It's also fun to post pics of your dishes!


----------



## lover of birds

Spiralized carrots and meatballs, replacing spaghetti and meatballs.

This is something I made last year using my vegetable spiralizer. My husband and I eat organic as much as possible, but the carrots here are not organic because as you can see they have to be very large to spiralize correctly. We're trying to find a large variety of carrot to grow in our garden.

The marinara is from our garden grown heirloom tomatoes, garlic and herbs.

The meatballs are made from either grass fed beef, or grain fed non-gmo beef. More recently though, we've only been purchasing grass fed beef.

The carrots give a subtle sweetness, replacing the blandness of pasta. The whole dish is savory.


----------



## robin416

I knew I wanted to move away from processed foods. I just didn't know how. Then I kept seeing more and more about Mediterranean diets. Huh, maybe. 

Other than it being more work I really want to do for one it's been the ticket. I don't have to have imagination about what ingredients works with what. Because I have none when it comes to cooking. (hint hint, LOB  keep those tips coming)

I'm fortunate to be living somewhere that does have a store where the specialized ingredients are available, including organic fruits and veggies.


----------



## JediPat

Something that worked for me in the past was intermittent fasting, basically I could eat my full 2200 calorie allotment each day but only in a 8 hour window. Mix this with some HEAVY lifting or crossfit and the weight flies off. I plan to do my fasting again but replace the heavy weight with high intensity cardio. I am too old to be a muscle bound guy, I dont recover as quickly, lol.


----------



## robin416

JP, you're a man. Men can say weight fall off and it does. 

What I've found cooking this way is that I have less GI issues. Remember, I'm retired which translates to some of the foods we ate without ever a hitch now wants to kick our behinds.


----------



## lover of birds

I do the intermittent fasting every day. I don't keep track of calories, because it's not for weight loss. Sometimes the window varies, but find if I do two small meals four hours apart works best, or just eat once a day, which is still not a large meal.

Recently been making a green drink made with romaine lettuce and herbs, then cook 1/2 of the mixture. Add a raw beaten egg, and the the other half of the raw green mixture. I call it my greens soup. It gives the digestive system a break from solid food while still getting nutrition and is alkalinizing in the system.


----------



## lover of birds

The greens, herbs, fish, eggs, olives part of the Mediterranean diet works for me. Cannot tolerate whole grain, not even sprouted.

I love herbs in everything, especially sage, and have expanded that part of the garden, but still not enough. So dedicating more room for this coming season.


----------



## robin416

It still surprises how much the right spices can perk up even a bland food in this style of cooking. I never used much salt to start with so I'm certainly not missing it but I am thoroughly enjoying the flavor pallets available to me now.

That not tolerating whole grains can be a challenge when eating a Med diet. It is found in so many of the dishes.

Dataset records

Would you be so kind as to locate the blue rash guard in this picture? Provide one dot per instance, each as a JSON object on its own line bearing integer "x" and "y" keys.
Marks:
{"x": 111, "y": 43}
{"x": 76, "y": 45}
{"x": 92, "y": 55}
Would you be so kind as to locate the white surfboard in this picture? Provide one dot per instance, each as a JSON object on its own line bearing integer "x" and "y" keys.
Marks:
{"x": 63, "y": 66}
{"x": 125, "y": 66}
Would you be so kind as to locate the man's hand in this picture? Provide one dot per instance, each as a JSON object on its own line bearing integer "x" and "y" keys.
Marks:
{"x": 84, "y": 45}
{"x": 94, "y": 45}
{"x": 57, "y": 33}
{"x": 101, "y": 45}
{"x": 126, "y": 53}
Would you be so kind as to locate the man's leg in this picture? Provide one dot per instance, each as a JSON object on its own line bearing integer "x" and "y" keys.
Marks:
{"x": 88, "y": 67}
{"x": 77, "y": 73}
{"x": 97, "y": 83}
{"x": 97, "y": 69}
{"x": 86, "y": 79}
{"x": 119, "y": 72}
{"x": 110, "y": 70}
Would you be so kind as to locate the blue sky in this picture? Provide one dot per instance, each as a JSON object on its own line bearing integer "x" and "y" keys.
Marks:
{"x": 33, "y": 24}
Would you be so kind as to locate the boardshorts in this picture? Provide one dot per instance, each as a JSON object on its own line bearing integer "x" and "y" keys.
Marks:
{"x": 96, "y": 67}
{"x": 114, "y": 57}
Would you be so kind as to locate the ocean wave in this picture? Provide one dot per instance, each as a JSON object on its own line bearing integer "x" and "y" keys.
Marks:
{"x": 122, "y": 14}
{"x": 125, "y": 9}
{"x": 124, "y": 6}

### [Work to be completed]
Reproduce the forum thread on diet and cooking word for word, starting at the words "Something that worked" and ending after "and it does.". The records aren't needed for any of this.

### [Exercise response]
Something that worked for me in the past was intermittent fasting, basically I could eat my full 2200 calorie allotment each day but only in a 8 hour window. Mix this with some HEAVY lifting or crossfit and the weight flies off. I plan to do my fasting again but replace the heavy weight with high intensity cardio. I am too old to be a muscle bound guy, I dont recover as quickly, lol.


----------



## robin416

JP, you're a man. Men can say weight fall off and it does.